Given entries section start

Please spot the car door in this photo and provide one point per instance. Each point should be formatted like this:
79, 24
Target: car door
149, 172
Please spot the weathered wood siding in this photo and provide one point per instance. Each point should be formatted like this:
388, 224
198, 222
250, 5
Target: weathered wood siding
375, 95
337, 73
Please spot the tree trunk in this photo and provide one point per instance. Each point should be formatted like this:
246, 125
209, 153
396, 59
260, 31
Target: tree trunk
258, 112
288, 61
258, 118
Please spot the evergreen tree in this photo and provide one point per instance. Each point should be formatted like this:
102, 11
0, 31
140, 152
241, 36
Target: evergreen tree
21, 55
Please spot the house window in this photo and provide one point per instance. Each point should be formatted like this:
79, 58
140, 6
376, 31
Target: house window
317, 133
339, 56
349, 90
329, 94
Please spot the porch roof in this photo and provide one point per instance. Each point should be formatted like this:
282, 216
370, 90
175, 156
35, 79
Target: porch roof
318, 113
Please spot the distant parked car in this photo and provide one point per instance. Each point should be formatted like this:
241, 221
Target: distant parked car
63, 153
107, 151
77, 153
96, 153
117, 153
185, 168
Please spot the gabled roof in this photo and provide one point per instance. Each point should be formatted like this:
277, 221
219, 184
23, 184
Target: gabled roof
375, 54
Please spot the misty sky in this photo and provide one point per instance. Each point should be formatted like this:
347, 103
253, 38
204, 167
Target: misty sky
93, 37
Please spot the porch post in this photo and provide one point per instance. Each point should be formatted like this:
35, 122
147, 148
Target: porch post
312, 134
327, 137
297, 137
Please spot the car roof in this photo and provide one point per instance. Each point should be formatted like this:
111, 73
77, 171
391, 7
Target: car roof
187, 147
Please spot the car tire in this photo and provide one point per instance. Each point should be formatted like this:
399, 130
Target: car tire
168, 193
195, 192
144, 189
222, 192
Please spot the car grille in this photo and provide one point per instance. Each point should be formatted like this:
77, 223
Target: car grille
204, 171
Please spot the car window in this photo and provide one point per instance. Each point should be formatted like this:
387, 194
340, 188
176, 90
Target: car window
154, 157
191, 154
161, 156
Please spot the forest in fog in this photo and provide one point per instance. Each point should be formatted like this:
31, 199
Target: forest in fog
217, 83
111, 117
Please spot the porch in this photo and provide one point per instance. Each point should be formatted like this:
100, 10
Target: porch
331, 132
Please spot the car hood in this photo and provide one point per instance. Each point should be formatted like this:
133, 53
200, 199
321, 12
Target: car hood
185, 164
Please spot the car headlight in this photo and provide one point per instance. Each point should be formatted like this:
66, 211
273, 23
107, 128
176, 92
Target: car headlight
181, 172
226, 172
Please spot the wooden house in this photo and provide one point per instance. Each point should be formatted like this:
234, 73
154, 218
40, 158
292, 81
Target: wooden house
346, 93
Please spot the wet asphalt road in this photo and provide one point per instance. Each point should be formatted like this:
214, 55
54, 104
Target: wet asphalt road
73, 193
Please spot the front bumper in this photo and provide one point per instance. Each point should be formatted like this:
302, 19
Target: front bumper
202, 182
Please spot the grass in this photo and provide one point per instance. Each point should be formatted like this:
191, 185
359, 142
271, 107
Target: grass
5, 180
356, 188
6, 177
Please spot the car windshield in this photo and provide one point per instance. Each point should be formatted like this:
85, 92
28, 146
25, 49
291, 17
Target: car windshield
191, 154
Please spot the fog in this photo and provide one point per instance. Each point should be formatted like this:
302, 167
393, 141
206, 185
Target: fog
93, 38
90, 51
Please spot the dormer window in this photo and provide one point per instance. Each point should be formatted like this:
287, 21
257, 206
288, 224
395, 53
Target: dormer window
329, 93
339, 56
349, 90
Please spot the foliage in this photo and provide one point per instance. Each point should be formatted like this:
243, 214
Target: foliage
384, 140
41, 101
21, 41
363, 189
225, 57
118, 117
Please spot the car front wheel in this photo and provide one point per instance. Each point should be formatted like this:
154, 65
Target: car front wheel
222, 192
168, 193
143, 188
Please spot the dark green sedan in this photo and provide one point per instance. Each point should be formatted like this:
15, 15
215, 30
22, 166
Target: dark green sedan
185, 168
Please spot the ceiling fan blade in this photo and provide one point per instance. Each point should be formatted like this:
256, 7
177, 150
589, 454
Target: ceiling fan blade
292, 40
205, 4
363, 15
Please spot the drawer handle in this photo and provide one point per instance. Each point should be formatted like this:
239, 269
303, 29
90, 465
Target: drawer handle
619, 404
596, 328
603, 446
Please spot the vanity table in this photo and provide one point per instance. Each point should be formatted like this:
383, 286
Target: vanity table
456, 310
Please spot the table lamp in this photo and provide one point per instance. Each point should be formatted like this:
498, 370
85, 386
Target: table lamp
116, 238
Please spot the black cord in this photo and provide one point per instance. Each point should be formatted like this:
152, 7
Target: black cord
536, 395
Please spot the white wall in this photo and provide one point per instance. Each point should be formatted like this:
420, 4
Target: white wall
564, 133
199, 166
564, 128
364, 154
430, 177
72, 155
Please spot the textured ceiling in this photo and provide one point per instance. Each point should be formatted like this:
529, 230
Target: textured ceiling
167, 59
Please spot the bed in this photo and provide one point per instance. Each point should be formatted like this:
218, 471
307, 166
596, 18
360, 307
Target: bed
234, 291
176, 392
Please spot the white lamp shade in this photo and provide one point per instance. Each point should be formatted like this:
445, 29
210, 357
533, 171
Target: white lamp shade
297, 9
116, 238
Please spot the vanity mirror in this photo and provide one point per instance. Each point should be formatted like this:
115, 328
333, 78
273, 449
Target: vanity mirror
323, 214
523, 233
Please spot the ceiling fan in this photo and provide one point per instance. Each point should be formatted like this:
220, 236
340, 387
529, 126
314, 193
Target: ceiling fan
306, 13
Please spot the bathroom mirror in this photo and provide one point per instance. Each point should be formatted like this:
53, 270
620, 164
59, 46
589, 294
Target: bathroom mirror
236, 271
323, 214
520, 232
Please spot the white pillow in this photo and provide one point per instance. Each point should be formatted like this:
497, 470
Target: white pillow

Given entries section end

Work to be completed: Whenever a line in the entries above includes the word "pillow", pull that line out.

Solved exercise:
Please spot the white pillow in this photo and provide one point per instance. Each point should be formatted like this:
Target: white pillow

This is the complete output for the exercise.